═════ Bron

In de categorie ‘mijn hunebed’ nodigen we mensen uit te schrijven over hun persoonlijke ervaringen met hunebedden en prehistorische locaties. Hier een verhaal van Pierre van Eijl.
Ik sta op een mooie zondagmiddag bij het hunebed D27 (zie figuur 1), het grootste hunebed (22,6 meter lang) van Nederland bij het Hunebedcentrum te Borger en vraag me af waarom dat hunebed er zo is neergezet.

Waarom niet meer gedraaid een andere kant uit? Nu staat de ingang op het zuiden, heeft dat een reden? lk vraag me dat af omdat ik zo naar een lezing ga over de positionering van hunebedden van Peter van den Hoek over de uitlijning van hunebedden (zie ook zijn artikel uit 2020). Hij is niet de enige die daarmee bezig is geweest. In een artikel van Roel Sanders (uit 2013) is van alle hunebedden in Nederland nagegaan hoe de ingang van het hunebed gericht is. Het blijkt dat ze bijna allemaal met de ingang min of meer op het zuiden gericht staan. Wat is daarvoor de reden? Komt dan het zonlicht beter het hunebed in of is er een andere reden? Om meer over de positionering van dit hunebed te weten te komen, ga ik me instellen op het helderziend geven van een aura-reading van dit hunebed D27 en stem me af op het begin van de bouw ervan. Hopelijk krijg ik dan relevante informatie.
Afstemming op een hunebedbouwer
Als ik mijn hoofd leeg heb gemaakt, krijg ik het beeld van iemand die betrokken is bij de bouw van het hunebed, een hunebedbouwer dus. Ik probeer een indruk te krijgen van zijn naam: iets als Tsjorock, dat betekent ‘ziener’ in de taal van de hunebedbouwers. Hij vraagt zich af ‘Hoe moet dit hunebed komen te staan?’ Hij weet dat het belangrijk is voor het functioneren van het hunebed dat het goed gepositioneerd is, anders werkt het niet goed. De priesters van dit hunebed zullen op een goede manier in trance moeten kunnen gaan als ze in dit hunebed gaan liggen. Die goede positie hangt naar zijn idee onder andere af van de positie van de zon. Maar er is meer, want de metafysische aarde-energie die nodig is om het hunebed goed te laten functioneren moet in de buurt aanwezig zijn en naar de stenen van het hunebed geleid kunnen worden. Maar hoe is besloten dat er op deze plek een hunebed zou moeten komen?
Wat vooraf ging aan de hunebedbouw
Tsjorock weet dat vanuit de bewoners in deze omgeving al langer is aangedrongen op het bouwen van een groot hunebed zodat er direct contact met de goden kan worden gemaakt als er problemen zijn. Ze voelen zich in dit gebied ook krachtig omdat landbouw en veeteelt het goed doen. En ze hebben een goed onderling overleg en werken samen als er gevaren zijn. (Zie ook een ander verslag van D27: ‘Een aanval in het land van de hunebedden’) Dat maakt ze ook sterk bij externe partijen die hen willen onderwerpen of goederen willen afpersen. Het stamhoofd van hun volk woont niet ver hier vandaan en daar hebben ze goede banden mee, hoewel ze moeten uitkijken niet door hem te worden ‘geplukt’. Deze zelfbewuste groep bewoners wil zich gesterkt zien door een groot hunebed met priesters die het contact met de goden kunnen onderhouden. Zo’n hunebed kost ook wel wat want de hunebedbouwers moeten gevoed worden, onderdak krijgen en betaald worden. Ook zullen ze graafwerkzaamheden moeten doen.

══════════

# De opdracht:
Beantwoord met behulp van de tekst over hunebed D27 de volgende vragen.
1. Hoe lang is hunebed D27?
2. Uit welk jaar is het artikel van Roel Sanders over de richting van de ingangen van hunebedden?
3. Wat betekent de naam Tsjorock?

═════ Aangeleverde gegevens

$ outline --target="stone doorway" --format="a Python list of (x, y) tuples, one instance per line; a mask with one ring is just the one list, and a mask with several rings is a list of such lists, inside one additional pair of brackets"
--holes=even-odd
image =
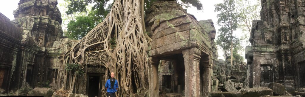
[(208, 95), (212, 85), (210, 82), (212, 81), (210, 57), (196, 48), (181, 51), (150, 58), (150, 95), (159, 96), (159, 85), (155, 85), (162, 82), (158, 80), (160, 75), (158, 74), (159, 63), (162, 60), (173, 62), (174, 84), (173, 92), (182, 93), (184, 91), (185, 96)]
[(162, 86), (165, 88), (170, 88), (171, 79), (171, 75), (163, 75)]
[(28, 64), (27, 67), (27, 74), (26, 76), (25, 85), (26, 87), (33, 86), (33, 69), (34, 65)]
[(87, 74), (87, 95), (88, 97), (101, 97), (101, 74), (96, 73)]
[(260, 86), (267, 86), (269, 83), (273, 81), (272, 65), (260, 65)]
[(57, 79), (58, 69), (49, 68), (48, 70), (47, 80), (50, 81), (50, 85), (55, 85)]
[(300, 87), (305, 88), (305, 62), (302, 62), (300, 64)]
[(7, 89), (8, 68), (0, 68), (0, 92), (5, 92)]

══════════

# Antwoord oefening:
1. Hunebed D27 is 22,6 meter lang.
2. Het artikel is uit 2013.
3. De naam betekent 'ziener' in de taal van de hunebedbouwers.